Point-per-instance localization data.
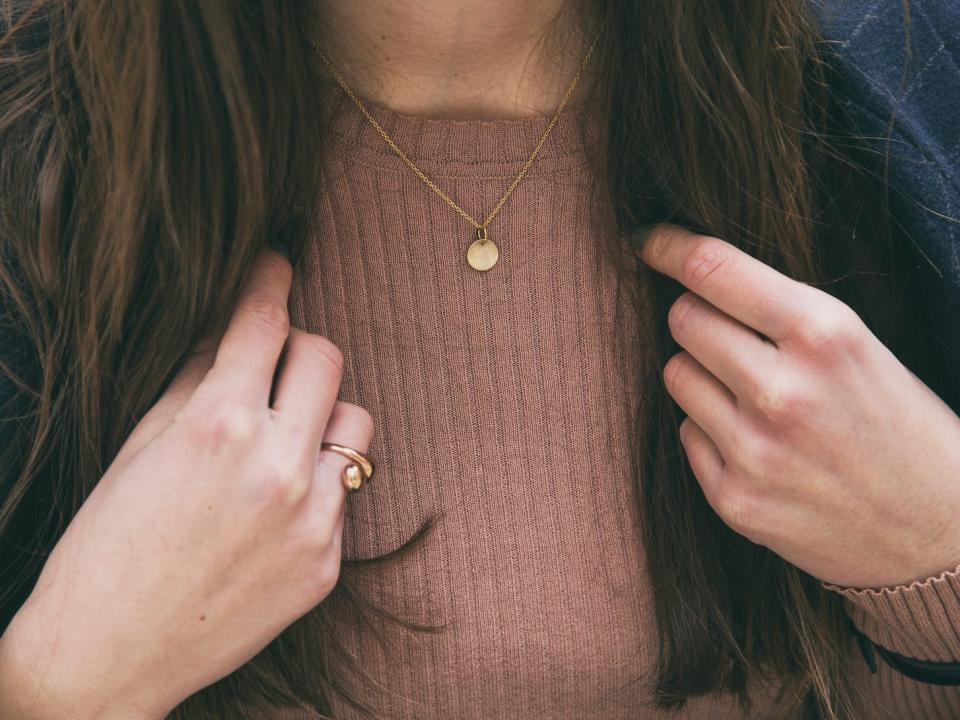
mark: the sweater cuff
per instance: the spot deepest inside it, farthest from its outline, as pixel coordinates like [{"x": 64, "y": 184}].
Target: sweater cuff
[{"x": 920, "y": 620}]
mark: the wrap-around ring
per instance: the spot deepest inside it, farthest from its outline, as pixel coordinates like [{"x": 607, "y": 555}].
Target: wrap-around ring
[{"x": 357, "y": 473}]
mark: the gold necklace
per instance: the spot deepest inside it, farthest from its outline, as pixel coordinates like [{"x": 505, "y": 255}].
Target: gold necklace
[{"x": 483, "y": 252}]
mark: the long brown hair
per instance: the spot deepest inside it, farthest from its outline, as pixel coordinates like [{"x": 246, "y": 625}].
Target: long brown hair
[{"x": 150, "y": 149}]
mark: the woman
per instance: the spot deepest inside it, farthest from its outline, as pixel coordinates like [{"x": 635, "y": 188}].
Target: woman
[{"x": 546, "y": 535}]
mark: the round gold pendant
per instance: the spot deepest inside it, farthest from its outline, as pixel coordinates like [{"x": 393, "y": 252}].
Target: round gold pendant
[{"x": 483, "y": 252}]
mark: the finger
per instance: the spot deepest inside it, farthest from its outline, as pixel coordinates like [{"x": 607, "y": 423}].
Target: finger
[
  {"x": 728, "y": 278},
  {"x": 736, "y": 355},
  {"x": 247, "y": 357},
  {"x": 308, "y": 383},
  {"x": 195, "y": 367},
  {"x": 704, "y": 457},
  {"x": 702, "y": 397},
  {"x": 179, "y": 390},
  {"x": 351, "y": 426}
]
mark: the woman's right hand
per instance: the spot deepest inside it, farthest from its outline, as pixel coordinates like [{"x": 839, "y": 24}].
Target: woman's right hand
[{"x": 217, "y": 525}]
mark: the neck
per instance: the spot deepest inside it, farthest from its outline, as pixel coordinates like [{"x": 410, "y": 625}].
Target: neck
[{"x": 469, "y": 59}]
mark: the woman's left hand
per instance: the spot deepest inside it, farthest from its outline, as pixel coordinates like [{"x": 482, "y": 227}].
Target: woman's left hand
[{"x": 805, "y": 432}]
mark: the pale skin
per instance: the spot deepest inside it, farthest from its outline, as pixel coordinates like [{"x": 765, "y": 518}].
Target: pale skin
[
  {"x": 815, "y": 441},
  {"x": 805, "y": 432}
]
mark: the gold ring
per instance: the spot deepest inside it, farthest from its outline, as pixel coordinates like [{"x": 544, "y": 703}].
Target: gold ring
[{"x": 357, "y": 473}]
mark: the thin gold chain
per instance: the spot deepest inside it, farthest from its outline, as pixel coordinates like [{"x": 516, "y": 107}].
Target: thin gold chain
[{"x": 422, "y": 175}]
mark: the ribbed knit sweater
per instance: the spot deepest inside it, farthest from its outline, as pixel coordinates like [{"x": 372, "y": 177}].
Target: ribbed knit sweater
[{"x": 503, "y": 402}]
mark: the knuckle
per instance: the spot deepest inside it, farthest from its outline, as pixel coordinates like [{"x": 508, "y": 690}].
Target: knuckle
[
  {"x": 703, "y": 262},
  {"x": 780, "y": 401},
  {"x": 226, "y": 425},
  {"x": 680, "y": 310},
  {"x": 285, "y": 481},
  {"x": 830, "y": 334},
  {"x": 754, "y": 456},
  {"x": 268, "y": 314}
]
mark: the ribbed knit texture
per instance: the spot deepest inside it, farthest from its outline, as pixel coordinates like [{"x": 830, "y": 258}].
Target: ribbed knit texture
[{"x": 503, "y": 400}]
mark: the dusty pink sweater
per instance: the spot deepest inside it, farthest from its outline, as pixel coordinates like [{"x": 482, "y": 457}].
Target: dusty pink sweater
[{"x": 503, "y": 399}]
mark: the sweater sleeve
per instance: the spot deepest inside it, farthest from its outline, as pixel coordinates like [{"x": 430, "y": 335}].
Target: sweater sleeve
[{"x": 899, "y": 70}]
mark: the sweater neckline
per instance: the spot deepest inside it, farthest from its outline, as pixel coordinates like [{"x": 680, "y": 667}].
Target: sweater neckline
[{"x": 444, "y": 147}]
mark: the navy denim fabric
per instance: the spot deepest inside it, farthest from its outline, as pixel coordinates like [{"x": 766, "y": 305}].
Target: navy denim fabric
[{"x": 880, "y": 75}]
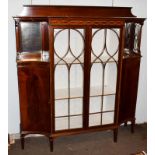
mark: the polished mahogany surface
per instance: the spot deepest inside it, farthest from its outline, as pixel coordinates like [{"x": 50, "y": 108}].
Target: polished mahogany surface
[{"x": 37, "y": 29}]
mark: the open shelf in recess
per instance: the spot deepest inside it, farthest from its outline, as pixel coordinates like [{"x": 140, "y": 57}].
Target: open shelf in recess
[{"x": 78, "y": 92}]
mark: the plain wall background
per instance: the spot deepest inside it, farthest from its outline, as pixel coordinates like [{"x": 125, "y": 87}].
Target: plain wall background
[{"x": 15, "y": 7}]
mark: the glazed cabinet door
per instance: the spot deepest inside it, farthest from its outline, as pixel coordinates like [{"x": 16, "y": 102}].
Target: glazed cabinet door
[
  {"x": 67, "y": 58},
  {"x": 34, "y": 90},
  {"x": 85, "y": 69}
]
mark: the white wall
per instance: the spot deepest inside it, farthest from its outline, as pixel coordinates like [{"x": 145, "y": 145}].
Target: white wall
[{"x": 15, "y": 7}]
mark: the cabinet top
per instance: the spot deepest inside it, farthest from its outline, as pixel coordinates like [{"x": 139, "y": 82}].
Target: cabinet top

Required action. Drop the images and transcribe the entries above exactly.

Output for this task.
mark: the sweater cuff
per instance: the spot deepest inside it, farthest from its outline, as pixel coordinates like [{"x": 64, "y": 184}].
Target: sweater cuff
[{"x": 920, "y": 620}]
mark: the wrap-around ring
per instance: the spot deepest inside it, farthest from its outline, as pixel coordinates like [{"x": 607, "y": 555}].
Target: wrap-around ring
[{"x": 357, "y": 473}]
mark: the gold necklace
per instance: the spot deepest inside it, farthest from its outline, as pixel coordinates like [{"x": 505, "y": 255}].
Target: gold necklace
[{"x": 483, "y": 252}]
mark: the long brown hair
per instance: the spot deepest inside it, farthest from its outline, as pixel coordinates like [{"x": 246, "y": 625}].
Target: long brown hair
[{"x": 150, "y": 149}]
mark: the woman
per instance: the spot deepest inside it, farthest from its outline, as pixel coordinates like [{"x": 635, "y": 188}].
Target: woman
[{"x": 546, "y": 535}]
mark: the round gold pendant
per instance: the spot deepest inside it, farthest from its outline, as pixel coordinates like [{"x": 393, "y": 252}].
Target: round gold pendant
[{"x": 483, "y": 252}]
mark: the finger
per instance: the spot deepest inside it, farthest from its outline, as pixel coordinates like [{"x": 607, "y": 423}].
Target: finger
[
  {"x": 728, "y": 278},
  {"x": 736, "y": 355},
  {"x": 247, "y": 357},
  {"x": 308, "y": 383},
  {"x": 195, "y": 367},
  {"x": 704, "y": 457},
  {"x": 702, "y": 397},
  {"x": 179, "y": 390},
  {"x": 351, "y": 426}
]
mark: the woman's right hand
per instance: the spot deepest inside it, farthest from its outline, as pixel coordinates like [{"x": 839, "y": 24}].
Target: woman's right hand
[{"x": 217, "y": 525}]
mark: the neck
per instance: the spot deepest inside it, farthest from its outline, as pixel coordinates like [{"x": 410, "y": 625}].
Target: neck
[{"x": 469, "y": 59}]
mark: the woman's left hand
per instance: the spot deepest inside it, farthest from its outline, as pixel coordinates like [{"x": 482, "y": 227}].
Target: woman's left hand
[{"x": 805, "y": 432}]
mark: the pale skin
per instance: the spot deepest inside it, farthest from its outline, as pixel coordinates like [{"x": 765, "y": 518}].
Target: pale skin
[
  {"x": 815, "y": 441},
  {"x": 805, "y": 432}
]
mark: the gold ring
per instance: the spot deepest inside it, farthest from its outline, as pixel coordinates like [{"x": 544, "y": 703}].
Target: gold ring
[{"x": 357, "y": 473}]
mark: the thin gold chain
per instance: the spot deepest inside it, farthest from its outline, as pixel coordinates like [{"x": 516, "y": 107}].
Target: thin gold chain
[{"x": 422, "y": 175}]
mark: the ribbed knit sweater
per instance: the spot deepest inside it, farthest from its outline, as pixel coordinates like [{"x": 372, "y": 177}].
Target: ribbed knit sweater
[{"x": 503, "y": 402}]
mark: the knuckle
per instance: the spot deepest inside it, farthest from its outline, as pixel coordinates like [{"x": 508, "y": 690}].
Target: knuckle
[
  {"x": 703, "y": 262},
  {"x": 780, "y": 401},
  {"x": 226, "y": 425},
  {"x": 680, "y": 310},
  {"x": 285, "y": 481},
  {"x": 830, "y": 334},
  {"x": 754, "y": 456},
  {"x": 268, "y": 314}
]
mark: the ribbed knit texture
per instance: the spot deepest inside it, farthest from its outline, as pixel coordinates like [{"x": 830, "y": 258}].
Target: ribbed knit texture
[{"x": 503, "y": 400}]
mark: the dusty pink sweater
per instance: the spot deepest inside it, farthest from its outline, as pixel coordinates like [{"x": 482, "y": 457}].
Target: dusty pink sweater
[{"x": 503, "y": 399}]
mark: the sweater sleeve
per instance: the spot deepest inside it, farthest from its outline, as pixel coordinates like [{"x": 430, "y": 335}].
Target: sweater sleeve
[{"x": 899, "y": 70}]
mark: the sweater neckline
per instance: the spot deepest inside it, farthest from its outline, as pixel coordinates like [{"x": 680, "y": 667}].
Target: sweater neckline
[{"x": 444, "y": 147}]
mark: the navy denim fabric
per instance: the spot deepest inside it, farthest from its outline, as pixel coordinates like [{"x": 766, "y": 305}].
Target: navy denim fabric
[{"x": 880, "y": 75}]
mark: the polished mahogany surface
per instance: the spot deepest inside it, farthest from its outline, as pixel coordinates like [{"x": 50, "y": 108}].
Target: polished mahogany surface
[{"x": 37, "y": 29}]
mark: the open shelf in recess
per instance: the spot deepest inside it, farthest from its outline, as pixel coordinates like [{"x": 140, "y": 57}].
Target: open shelf in recess
[{"x": 78, "y": 92}]
mark: the plain wall background
per instance: the spot deepest inside it, farthest from its outline, as pixel coordinates like [{"x": 125, "y": 87}].
Target: plain wall background
[{"x": 15, "y": 7}]
mark: the glazed cabinet door
per instance: the spot deepest inside it, farthest from its outline, as pixel coordinates like [{"x": 16, "y": 102}].
Target: glazed cabinet door
[
  {"x": 67, "y": 58},
  {"x": 34, "y": 90},
  {"x": 85, "y": 69}
]
mark: the white wall
per instance: the spot deepest inside it, farthest from its outline, as pixel coordinates like [{"x": 145, "y": 145}].
Target: white wall
[{"x": 15, "y": 7}]
mark: the cabinet top
per instance: the spot deepest inside it, farthest from its outline, as pixel coordinates like [{"x": 139, "y": 82}].
Target: cabinet top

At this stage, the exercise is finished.